§ Task description
How many lines of the data below contain the word "balcony"? Count them and reply with the number alone.

§ Data for the task

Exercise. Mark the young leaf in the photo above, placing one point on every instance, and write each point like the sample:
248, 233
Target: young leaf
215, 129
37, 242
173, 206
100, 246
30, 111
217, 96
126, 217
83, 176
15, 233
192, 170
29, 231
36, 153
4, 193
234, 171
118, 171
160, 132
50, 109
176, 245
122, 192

==

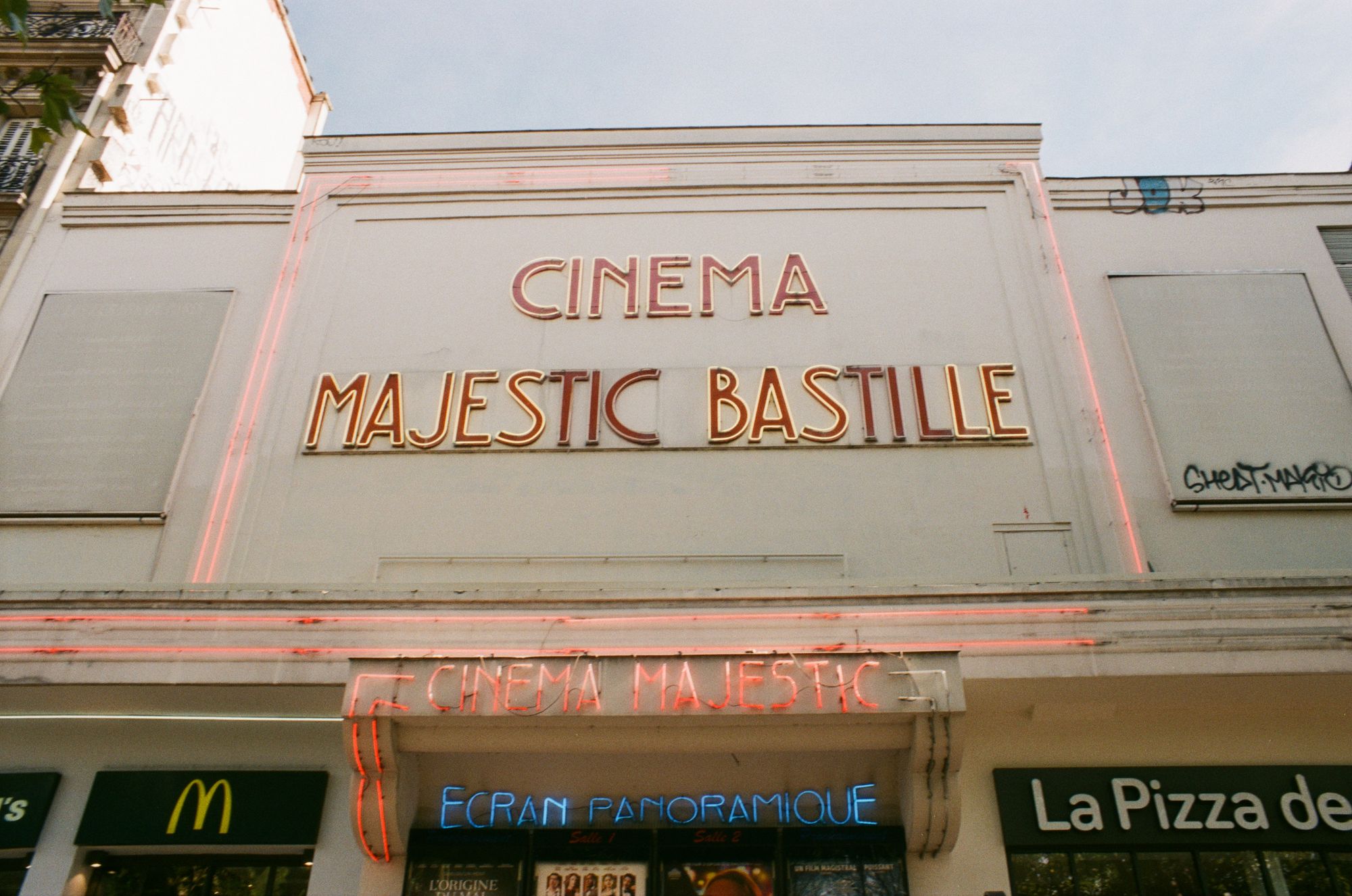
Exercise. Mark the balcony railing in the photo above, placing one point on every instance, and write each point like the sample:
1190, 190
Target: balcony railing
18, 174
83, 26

* * *

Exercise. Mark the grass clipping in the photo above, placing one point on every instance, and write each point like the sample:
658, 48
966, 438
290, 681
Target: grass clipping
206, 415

§ Solution
2